#### Extract provided
⟨

HappieClust interprets value 0 as perfect similarity and the increase in value as weakening similarity. In this sense, HappieClust works with distance measures rather than similarity measures. Negative values are not accepted. The built-in distance measures are as follows:

**NB!** A custom similarity measure can be used by precalculating a subset of similarities with any other tool and then feeding the results into HappieClust for clustering)

### For numeric vectors

Distance measure | Description |

Minkowski distance (with parameter P) | P-th root of the sum of P-th powers of vector element-wise differences |

Manhattan distance | Minkowski distance with p=1 |

Euclidean distance | Minkowski distance with p=2 |

Pearson correlation distance | One minus Pearson correlation of the two vectors (centered correlation) |

Absolute Pearson correlation distance | One minus the absolute value of Pearson correlation of the two vectors |

Uncentered correlation distance | One minus the uncentered correlation of the two vectors |

Absolute uncentered correlation distance | One minus the absolute value of the uncentered correlation of the vectors |

Spearman's rank correlation distance | One minus Spearman's rank correlation of the two vectors |

Absolute Spearman's rank correlation distance | One minus the absolute value of the Spearman's rank correlation of the two vectors |

Chord distance | Euclidean distance measured after the normalization of the two vectors |

Centered chord distance | Euclidean distance measured after centering and normalizing the vectors |

Average difference distance | Average of vector element-wise differences |

Maximum difference distance | Maximum of vector element-wise differences |

Sum of signs distance | The number of positions where the vectors have opposite-signed values |

### For character strings

Distance measure | Description |

Hamming distance | The number of positions where the strings have different characters |

Levenshtein (edit) distance | The number of single character insertions, deletions, replacements it takes to get one string from the other |

## Licence

HappieClust is free for non-commercial use, please cite the publication listed above. For commercial use contact the authors.

⟩

#### Tasks to complete
1: According to the HappieClust distance measures page, how is the Hamming distance defined?
2: Convert the records into a two-column CSV with the columns "request" and "boxes", one row per request, putting the request text and its answer each in a single quoted field with line breaks replaced by spaces. Begin at the start of the records and stop after the line that contains "[200,127,245,206]".

#### Records provided
⟨

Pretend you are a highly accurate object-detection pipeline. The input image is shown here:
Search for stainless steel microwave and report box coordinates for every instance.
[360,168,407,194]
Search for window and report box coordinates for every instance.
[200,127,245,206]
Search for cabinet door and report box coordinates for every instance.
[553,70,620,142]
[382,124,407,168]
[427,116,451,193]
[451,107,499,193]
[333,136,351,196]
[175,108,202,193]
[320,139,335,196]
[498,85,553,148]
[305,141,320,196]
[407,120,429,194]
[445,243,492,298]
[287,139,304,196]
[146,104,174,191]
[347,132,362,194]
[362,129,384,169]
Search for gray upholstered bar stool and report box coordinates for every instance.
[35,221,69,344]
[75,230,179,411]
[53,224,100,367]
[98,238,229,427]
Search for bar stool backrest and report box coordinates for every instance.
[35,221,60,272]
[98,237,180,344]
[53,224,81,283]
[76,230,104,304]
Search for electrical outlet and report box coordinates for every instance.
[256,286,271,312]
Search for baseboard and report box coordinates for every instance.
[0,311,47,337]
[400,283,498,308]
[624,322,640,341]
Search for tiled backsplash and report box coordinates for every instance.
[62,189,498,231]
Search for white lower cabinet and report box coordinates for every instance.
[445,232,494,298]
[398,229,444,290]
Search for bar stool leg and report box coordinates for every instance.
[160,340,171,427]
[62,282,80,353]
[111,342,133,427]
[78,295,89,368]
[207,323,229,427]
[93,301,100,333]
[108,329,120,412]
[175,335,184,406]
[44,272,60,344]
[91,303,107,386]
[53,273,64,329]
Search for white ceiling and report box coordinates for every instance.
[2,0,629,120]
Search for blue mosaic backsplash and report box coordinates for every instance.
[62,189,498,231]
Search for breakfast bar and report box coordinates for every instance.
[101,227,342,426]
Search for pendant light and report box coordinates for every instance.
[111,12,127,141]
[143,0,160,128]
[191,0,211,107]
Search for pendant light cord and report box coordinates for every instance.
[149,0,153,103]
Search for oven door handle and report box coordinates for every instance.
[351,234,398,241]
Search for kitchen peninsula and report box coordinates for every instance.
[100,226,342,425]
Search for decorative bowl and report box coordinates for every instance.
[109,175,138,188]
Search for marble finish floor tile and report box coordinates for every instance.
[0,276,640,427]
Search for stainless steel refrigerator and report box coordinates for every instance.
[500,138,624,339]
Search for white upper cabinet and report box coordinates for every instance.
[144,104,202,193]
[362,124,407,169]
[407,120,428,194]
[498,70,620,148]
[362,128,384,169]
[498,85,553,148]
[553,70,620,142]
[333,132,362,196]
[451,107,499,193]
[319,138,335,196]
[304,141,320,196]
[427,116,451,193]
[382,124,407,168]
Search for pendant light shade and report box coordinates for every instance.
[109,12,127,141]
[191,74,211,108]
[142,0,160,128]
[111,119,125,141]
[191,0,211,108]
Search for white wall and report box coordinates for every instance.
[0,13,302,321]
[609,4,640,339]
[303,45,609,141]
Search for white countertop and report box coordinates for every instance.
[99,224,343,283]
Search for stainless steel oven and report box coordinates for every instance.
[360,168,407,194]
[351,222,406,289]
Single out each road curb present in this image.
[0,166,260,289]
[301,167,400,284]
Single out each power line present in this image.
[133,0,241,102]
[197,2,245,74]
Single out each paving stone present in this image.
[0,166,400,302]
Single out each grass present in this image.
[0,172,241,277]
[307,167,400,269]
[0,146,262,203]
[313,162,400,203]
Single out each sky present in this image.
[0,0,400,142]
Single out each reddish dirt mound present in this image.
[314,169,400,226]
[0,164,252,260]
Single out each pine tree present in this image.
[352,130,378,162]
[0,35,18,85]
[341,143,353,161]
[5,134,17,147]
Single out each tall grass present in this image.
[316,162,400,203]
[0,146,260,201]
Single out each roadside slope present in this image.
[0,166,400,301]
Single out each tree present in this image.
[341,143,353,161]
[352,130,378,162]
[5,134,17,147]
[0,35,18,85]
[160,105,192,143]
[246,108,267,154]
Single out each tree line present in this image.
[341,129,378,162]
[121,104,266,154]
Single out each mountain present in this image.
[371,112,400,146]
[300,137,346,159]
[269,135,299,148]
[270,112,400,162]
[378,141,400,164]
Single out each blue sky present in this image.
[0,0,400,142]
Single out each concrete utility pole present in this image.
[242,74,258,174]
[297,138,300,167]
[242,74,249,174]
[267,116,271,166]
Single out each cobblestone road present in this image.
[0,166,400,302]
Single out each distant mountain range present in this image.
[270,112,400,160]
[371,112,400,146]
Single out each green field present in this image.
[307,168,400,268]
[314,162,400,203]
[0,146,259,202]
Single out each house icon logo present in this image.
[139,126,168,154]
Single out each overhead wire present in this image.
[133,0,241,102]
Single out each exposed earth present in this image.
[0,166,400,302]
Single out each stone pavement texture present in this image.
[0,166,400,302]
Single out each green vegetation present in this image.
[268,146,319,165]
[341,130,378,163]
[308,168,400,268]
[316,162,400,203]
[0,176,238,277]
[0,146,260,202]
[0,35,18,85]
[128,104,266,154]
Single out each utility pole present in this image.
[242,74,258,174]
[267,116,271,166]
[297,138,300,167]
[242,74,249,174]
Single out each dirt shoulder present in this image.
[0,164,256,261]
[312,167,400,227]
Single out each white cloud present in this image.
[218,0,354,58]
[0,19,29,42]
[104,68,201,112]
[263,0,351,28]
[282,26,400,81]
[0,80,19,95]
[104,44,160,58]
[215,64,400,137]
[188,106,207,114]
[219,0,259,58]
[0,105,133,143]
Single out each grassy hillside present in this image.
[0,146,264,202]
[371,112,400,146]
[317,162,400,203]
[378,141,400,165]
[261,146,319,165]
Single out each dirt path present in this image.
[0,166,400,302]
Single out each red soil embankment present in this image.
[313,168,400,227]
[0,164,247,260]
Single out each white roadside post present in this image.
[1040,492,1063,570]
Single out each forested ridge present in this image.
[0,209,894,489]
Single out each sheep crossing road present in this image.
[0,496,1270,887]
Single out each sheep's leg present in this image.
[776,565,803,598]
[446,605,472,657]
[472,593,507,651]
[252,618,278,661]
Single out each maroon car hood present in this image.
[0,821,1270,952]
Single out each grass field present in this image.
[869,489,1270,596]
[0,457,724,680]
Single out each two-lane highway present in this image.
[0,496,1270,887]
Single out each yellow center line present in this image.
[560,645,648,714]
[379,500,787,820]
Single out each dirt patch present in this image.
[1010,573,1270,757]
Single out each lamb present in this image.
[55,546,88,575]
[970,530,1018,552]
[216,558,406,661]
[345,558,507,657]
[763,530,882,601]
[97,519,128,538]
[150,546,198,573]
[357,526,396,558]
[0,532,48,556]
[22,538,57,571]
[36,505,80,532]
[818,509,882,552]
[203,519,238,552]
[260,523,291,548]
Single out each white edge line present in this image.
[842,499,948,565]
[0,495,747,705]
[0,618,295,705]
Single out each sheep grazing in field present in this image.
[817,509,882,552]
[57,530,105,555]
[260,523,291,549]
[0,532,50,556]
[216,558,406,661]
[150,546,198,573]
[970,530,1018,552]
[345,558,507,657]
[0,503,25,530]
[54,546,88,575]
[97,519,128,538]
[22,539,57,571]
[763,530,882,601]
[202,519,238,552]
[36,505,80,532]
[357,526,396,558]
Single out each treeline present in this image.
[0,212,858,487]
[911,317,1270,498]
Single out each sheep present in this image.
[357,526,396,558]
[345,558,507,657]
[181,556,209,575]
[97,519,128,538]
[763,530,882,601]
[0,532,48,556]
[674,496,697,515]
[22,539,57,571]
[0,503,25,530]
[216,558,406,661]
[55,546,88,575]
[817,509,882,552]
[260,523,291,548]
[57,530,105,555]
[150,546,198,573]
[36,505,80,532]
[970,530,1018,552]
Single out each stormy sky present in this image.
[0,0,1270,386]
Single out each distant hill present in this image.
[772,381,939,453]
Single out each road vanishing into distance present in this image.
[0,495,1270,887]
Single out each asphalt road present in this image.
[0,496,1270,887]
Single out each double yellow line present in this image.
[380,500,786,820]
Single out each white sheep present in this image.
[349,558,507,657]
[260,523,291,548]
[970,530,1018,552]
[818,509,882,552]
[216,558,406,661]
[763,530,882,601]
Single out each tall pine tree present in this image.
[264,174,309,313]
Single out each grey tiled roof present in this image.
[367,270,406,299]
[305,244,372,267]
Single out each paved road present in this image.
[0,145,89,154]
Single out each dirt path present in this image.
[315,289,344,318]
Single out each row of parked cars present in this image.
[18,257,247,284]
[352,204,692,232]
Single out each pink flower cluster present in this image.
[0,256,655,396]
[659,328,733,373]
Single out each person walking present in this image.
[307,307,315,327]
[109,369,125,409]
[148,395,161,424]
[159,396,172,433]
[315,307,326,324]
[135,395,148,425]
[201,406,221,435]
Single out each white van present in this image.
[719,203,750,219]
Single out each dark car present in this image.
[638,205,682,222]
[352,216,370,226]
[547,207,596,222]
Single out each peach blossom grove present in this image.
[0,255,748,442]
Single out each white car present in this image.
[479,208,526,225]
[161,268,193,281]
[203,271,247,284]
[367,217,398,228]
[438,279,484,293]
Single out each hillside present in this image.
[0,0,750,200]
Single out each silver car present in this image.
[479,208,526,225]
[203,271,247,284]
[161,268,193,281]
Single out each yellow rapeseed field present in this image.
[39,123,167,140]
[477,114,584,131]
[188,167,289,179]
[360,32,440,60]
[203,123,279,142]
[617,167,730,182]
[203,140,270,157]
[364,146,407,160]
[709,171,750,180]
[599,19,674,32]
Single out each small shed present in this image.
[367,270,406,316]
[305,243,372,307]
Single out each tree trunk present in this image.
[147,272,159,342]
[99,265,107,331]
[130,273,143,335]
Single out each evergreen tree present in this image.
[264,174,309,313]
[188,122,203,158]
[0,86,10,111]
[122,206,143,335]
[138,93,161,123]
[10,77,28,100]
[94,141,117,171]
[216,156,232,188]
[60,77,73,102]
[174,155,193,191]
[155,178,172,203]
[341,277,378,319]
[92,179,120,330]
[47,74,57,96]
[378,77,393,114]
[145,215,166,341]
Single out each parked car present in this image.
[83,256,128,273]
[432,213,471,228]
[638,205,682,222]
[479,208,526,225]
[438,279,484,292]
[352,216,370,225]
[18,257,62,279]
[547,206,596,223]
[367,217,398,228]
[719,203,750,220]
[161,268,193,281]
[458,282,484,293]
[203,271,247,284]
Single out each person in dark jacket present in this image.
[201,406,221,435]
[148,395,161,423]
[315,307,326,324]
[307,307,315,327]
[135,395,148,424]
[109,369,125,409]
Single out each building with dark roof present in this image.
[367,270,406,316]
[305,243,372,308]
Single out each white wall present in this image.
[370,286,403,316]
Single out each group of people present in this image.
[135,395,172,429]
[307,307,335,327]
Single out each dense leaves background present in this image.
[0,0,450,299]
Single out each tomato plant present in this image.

⟩

#### Task answers
1: It is the number of positions where the strings have different characters.

2:
request,boxes
"Pretend you are a highly accurate object-detection pipeline. The input image is shown here: Search for stainless steel microwave and report box coordinates for every instance.","[360,168,407,194]"
"Search for window and report box coordinates for every instance.","[200,127,245,206]"